(What is expected): Print the data exactly as it appears, keeping every word.

Entries supplied Start Marker

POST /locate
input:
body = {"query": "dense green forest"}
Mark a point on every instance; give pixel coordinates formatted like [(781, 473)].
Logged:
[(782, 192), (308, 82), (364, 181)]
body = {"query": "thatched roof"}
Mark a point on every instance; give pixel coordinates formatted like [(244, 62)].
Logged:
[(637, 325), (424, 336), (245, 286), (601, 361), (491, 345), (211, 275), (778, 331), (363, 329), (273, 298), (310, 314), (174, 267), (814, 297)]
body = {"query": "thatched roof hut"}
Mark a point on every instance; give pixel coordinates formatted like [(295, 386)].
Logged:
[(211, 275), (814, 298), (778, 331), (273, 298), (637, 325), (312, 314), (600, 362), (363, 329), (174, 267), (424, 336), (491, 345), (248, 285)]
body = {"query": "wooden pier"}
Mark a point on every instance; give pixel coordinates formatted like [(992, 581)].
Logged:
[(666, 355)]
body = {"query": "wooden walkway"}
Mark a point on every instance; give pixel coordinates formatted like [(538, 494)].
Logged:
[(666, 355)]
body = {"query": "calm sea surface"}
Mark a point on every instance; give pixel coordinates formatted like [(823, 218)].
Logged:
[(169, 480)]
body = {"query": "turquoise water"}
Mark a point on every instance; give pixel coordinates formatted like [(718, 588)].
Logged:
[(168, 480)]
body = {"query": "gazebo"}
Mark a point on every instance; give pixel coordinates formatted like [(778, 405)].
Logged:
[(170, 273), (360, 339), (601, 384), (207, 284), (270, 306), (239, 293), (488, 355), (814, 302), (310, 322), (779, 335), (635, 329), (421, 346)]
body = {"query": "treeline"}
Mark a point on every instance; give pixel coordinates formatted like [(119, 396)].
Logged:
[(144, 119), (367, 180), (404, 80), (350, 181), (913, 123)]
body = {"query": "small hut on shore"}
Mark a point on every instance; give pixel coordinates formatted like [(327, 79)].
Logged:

Entries supplied End Marker

(Completed task):
POST /locate
input:
body = {"query": "dense green forest"}
Mark a point on every instance; give pixel coordinates formatted like [(781, 473)].
Logged:
[(782, 192), (308, 82), (364, 181)]
body = {"query": "thatched roof"}
Mark a point on every instance; give pixel coordinates formatted like [(244, 62)].
Logged:
[(637, 325), (424, 336), (245, 286), (601, 361), (491, 345), (211, 275), (778, 331), (363, 329), (273, 298), (310, 314), (174, 267), (814, 297)]
body = {"query": "thatched roof hut"}
Mark a point on every instance; give pixel coordinates formatted like [(295, 386)].
Logged:
[(211, 275), (814, 298), (778, 331), (273, 298), (637, 325), (312, 314), (600, 362), (363, 329), (174, 267), (424, 336), (491, 345), (248, 285)]
body = {"query": "wooden pier"}
Mark a point on every instance; give pixel coordinates formatted like [(992, 581)].
Logged:
[(666, 355)]
body = {"query": "wooden walkway"}
Mark a point on every instance; give pixel coordinates formatted like [(538, 494)].
Logged:
[(666, 355)]
body = {"query": "calm sea surface"}
Mark a point on every instance; give pixel coordinates formatted like [(823, 218)].
Logged:
[(169, 480)]
body = {"query": "turquoise water"}
Mark a point on every instance; give pixel coordinates formatted like [(718, 588)].
Logged:
[(168, 480)]
body = {"query": "gazebo"}
Mark a point on every instance; give pixel coordinates formatted like [(778, 405)].
Logged:
[(170, 273), (360, 339), (601, 384), (207, 284), (270, 306), (239, 293), (488, 355), (814, 302), (310, 322), (779, 335), (635, 329), (421, 346)]
body = {"query": "treeline"}
Mark a point on every instance; give pixel coordinates formatted like [(119, 396)].
Logged:
[(144, 119), (367, 180), (404, 80), (350, 181), (913, 123)]
body = {"query": "small hut on shore"}
Mark a point on every instance; give pixel coordinates formatted like [(327, 79)].
Logged:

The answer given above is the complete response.